» **QUESTIONS TO ANSWER**
• a. In the passage on the UNBC Indigenous health project, how much additional funding is the Michael Smith Foundation for Health Research contributing?
• b. Reproduce the passage on the UNBC Indigenous health project word for word, everything from "It is the first" down to "additional $130,000 in funding.".
DOCUMENT PASSAGE: Begin
Two UNBC researchers, together with northern and provincial partners, have embarked on a five-year research project focused on further enhancing Indigenous health in northern B.C. Dr. Sarah de Leeuw and Dr. Margo Greenwood received $1.3 million as part of a Healthy and Productive Work Initiative – Partnership Grant from the Social Sciences and Humanities Research Council (SSHRC) and the Canadian Institutes of Health Research (CIHR).
It is the first joint federal research partnership grant of its kind to be held at UNBC, and is one of only nine such grants held across Canada. The work builds on a pilot project launched in 2016.
Key partners on the five-year project include numerous Indigenous and non-Indigenous stakeholders across the North, Northern Health, Two Rivers Gallery in Prince George, and the National Collaborating Centre for Aboriginal Health (NCCAH). The Michael Smith Foundation for Health Research (MSFHR), also a major partner, is contributing an additional $130,000 in funding.
“We are excited to have started this journey with our partners through which we will explore ways to celebrate Indigeneity in health care,” said de Leeuw, Northern Medical Program and Geography associate professor, in a news release. “It’s an opportunity to develop northern-focused solutions that seek to create a more culturally humble health-care system that embraces Indigenous people and Indigenous knowledge.
Over the course of five years, the project will focus on ways to transform health service delivery in northern B.C., across existing organizations and professions, into a culturally safe and culturally humble environment in which to provide and receive care. It also aims to inspire new generations of Indigenous youth in the North to enter the health-care field.
“We are going to look at what each of us in the North can do to help support our common goals in this project,” noted Greenwood, First Nations Studies and Education professor, and Northern Health vice president of Indigenous Health. “This means getting together with stakeholders across the region, having good conversations around the issues, and encouraging people to be self-reflective on practice, programs and the system.
DOCUMENT PASSAGE: End
EXCERPTED RECORDS: Begin
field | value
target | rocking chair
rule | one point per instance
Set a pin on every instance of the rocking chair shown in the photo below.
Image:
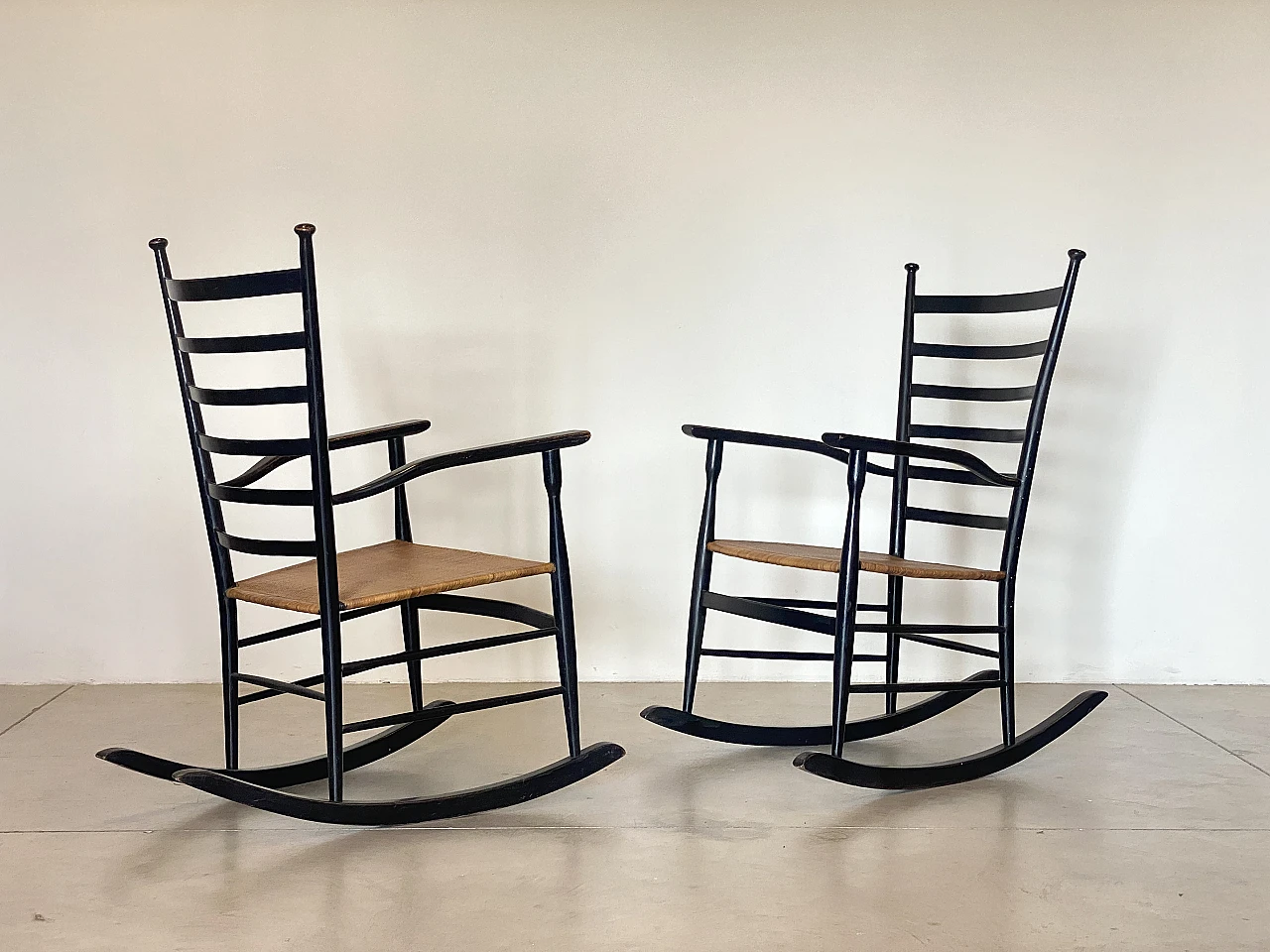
EXCERPTED RECORDS: End
» **SOLUTIONS TO THE PROBLEMS**
• a. An additional $130,000.

• b.
It is the first joint federal research partnership grant of its kind to be held at UNBC, and is one of only nine such grants held across Canada. The work builds on a pilot project launched in 2016.
Key partners on the five-year project include numerous Indigenous and non-Indigenous stakeholders across the North, Northern Health, Two Rivers Gallery in Prince George, and the National Collaborating Centre for Aboriginal Health (NCCAH). The Michael Smith Foundation for Health Research (MSFHR), also a major partner, is contributing an additional $130,000 in funding.